Raw records start

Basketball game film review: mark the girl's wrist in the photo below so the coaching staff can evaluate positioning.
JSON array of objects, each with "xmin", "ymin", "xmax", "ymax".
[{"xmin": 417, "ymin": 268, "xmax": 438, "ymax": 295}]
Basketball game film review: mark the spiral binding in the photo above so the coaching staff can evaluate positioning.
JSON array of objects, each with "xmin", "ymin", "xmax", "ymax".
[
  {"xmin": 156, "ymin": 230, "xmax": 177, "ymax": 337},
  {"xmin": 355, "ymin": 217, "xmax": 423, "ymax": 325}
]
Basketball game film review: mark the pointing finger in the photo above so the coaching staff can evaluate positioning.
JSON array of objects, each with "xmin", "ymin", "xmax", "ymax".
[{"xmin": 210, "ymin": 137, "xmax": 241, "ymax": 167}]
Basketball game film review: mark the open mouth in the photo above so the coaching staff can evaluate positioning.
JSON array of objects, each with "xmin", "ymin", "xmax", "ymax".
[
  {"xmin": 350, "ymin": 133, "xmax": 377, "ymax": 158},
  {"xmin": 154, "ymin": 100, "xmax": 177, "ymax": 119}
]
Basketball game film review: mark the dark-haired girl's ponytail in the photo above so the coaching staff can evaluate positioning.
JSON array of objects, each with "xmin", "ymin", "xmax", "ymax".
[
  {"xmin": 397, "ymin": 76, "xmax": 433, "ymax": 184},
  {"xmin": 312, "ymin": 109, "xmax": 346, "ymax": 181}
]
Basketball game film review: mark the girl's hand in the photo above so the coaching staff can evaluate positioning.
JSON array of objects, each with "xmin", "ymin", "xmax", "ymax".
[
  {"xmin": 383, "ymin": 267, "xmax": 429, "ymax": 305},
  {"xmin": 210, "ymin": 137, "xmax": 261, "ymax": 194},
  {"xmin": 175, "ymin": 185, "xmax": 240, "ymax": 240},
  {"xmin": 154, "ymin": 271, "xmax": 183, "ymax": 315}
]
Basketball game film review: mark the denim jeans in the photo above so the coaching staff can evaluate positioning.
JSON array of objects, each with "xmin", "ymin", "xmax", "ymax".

Raw records end

Given request: All of the lines above need to be given again exactly.

Task response:
Basketball game film review: mark the girl's wrist in the photo below so the coaching staff can evaluate positioning.
JSON array of objects, each with "xmin", "ymin", "xmax", "ymax".
[{"xmin": 417, "ymin": 268, "xmax": 438, "ymax": 295}]
Basketball game film review: mark the spiral binding in the photo above so the coaching staff can evaluate positioning.
JSON array of objects, each with "xmin", "ymin", "xmax", "ymax".
[
  {"xmin": 156, "ymin": 230, "xmax": 177, "ymax": 337},
  {"xmin": 355, "ymin": 217, "xmax": 423, "ymax": 325}
]
Basketball game film review: mark the pointing finger in the photo above so the coaching staff can evaluate positioning.
JSON array of objects, each with "xmin", "ymin", "xmax", "ymax".
[{"xmin": 210, "ymin": 137, "xmax": 241, "ymax": 167}]
Basketball game film review: mark the open mouth in the photo above so the coaching staff can evaluate positioning.
JSON array of objects, each with "xmin", "ymin", "xmax", "ymax".
[
  {"xmin": 350, "ymin": 133, "xmax": 377, "ymax": 158},
  {"xmin": 154, "ymin": 100, "xmax": 177, "ymax": 119}
]
Basketball game film review: mark the dark-haired girl's ponytail in the photo above so the coaching staff can evaluate positioning.
JSON array of objects, each with "xmin", "ymin", "xmax", "ymax".
[
  {"xmin": 397, "ymin": 76, "xmax": 433, "ymax": 184},
  {"xmin": 312, "ymin": 109, "xmax": 346, "ymax": 181}
]
Basketball game film review: mark the girl's hand in the photo above so the coaching staff can evaluate positioning.
JSON array of objects, each with "xmin", "ymin", "xmax", "ymax".
[
  {"xmin": 383, "ymin": 267, "xmax": 429, "ymax": 305},
  {"xmin": 210, "ymin": 137, "xmax": 261, "ymax": 194},
  {"xmin": 175, "ymin": 185, "xmax": 240, "ymax": 240},
  {"xmin": 154, "ymin": 271, "xmax": 183, "ymax": 315}
]
Basketball game film review: mark the denim jeans in the photo above so the coaching staff can evaluate positioning.
JSON array of objects, each with "xmin", "ymin", "xmax", "ymax".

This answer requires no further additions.